• GEKOZEN FRAGMENT:
━━━━━━━━━━━━━━━━━━━━━━━━━━━━━━
Met een besluit van 9 april 2021 (bestreden besluit) heeft het Uwv het bezwaar van appellante tegen het besluit van 25 augustus 2020 ongegrond verklaard. Hieraan ligt een rapport van een verzekeringsarts bezwaar en beroep ten grondslag.
Uitspraak van de rechtbank
2. De rechtbank heeft het beroep tegen het bestreden besluit ongegrond verklaard. De rechtbank is van oordeel dat het medisch onderzoek zorgvuldig is geweest. De verzekeringsartsen waren op de hoogte van de gestelde klachten, waaronder zowel de (met de buikwandoperatie samenhangende) fysieke als de psychische klachten, en hebben de medische informatie die ten tijde het onderzoek beschikbaar was bij hun beoordeling betrokken. Van een situatie waarin het noodzakelijk was nadere informatie op te vragen is de rechtbank niet gebleken. Daarbij heeft de rechtbank in aanmerking genomen dat appellante ten tijde van het onderzoek door de verzekeringsarts nog niet in behandeling was bij een psycholoog en ten tijde van het onderzoek door de verzekeringsarts bezwaar en beroep niet meer onder behandeling was van een psycholoog. In de FML is met het geobjectiveerde deel van de klachten rekening gehouden. De informatie die appellante in beroep heeft overgelegd geeft de rechtbank geen aanleiding te twijfelen aan de belastbaarheid die de verzekeringsartsen hebben aangenomen, omdat hieruit niet blijkt dat op de datum in geding meer beperkingen te objectiveren waren als gevolg van ziekte of gebrek dan door de artsen van het Uwv aangenomen. Omdat er geen andersluidende medische informatie over de datum in geding is ingebracht is er onvoldoende grond om te twijfelen aan het standpunt dat de klachten en symptomen die (mogelijk) kunnen worden toegeschreven aan een ernstige depressie en/of posttraumatische stressstoornis (PTSS) zich pas later – na datum in geding – hebben geopenbaard. De rechtbank gaat daarom uit van de belastbaarheid die is neergelegd in de FML van 19 augustus 2020. De rechtbank ziet geen reden te oordelen dat de voor appellante geselecteerde functies in medisch opzicht niet passend zijn.
━━━━━━━━━━━━━━━━━━━━━━━━━━━━━━
• WERKOPDRACHT 1: Vat het gekozen fragment samen in twee zinnen.
• WERKOPDRACHT 2: Schrijf uit het gekozen fragment letterlijk over van "Met een besluit" tot en met "beroep ten grondslag.".
Het materiaal speelt hierbij geen rol.

• VERSTREKT MATERIAAL:
━━━━━━━━━━━━━━━━━━━━━━━━━━━━━━
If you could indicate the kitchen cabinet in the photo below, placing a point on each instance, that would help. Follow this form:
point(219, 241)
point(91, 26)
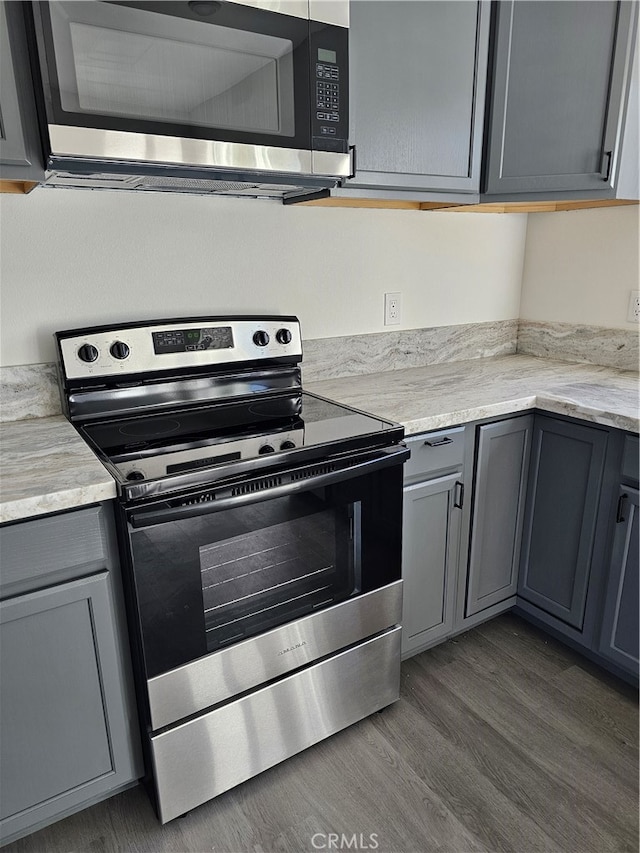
━━━━━━━━━━━━━━━━━━━━━━━━━━━━━━
• UITWERKING 1: Het Uwv heeft bij besluit van 9 april 2021 het bezwaar van appellante tegen het besluit van 25 augustus 2020 ongegrond verklaard, op grond van een rapport van een verzekeringsarts bezwaar en beroep. De rechtbank heeft het beroep daartegen ongegrond verklaard: zij vond het medisch onderzoek zorgvuldig, ging uit van de belastbaarheid in de FML van 19 augustus 2020 en zag geen reden de geselecteerde functies medisch ongeschikt te achten.

• UITWERKING 2:
Met een besluit van 9 april 2021 (bestreden besluit) heeft het Uwv het bezwaar van appellante tegen het besluit van 25 augustus 2020 ongegrond verklaard. Hieraan ligt een rapport van een verzekeringsarts bezwaar en beroep ten grondslag.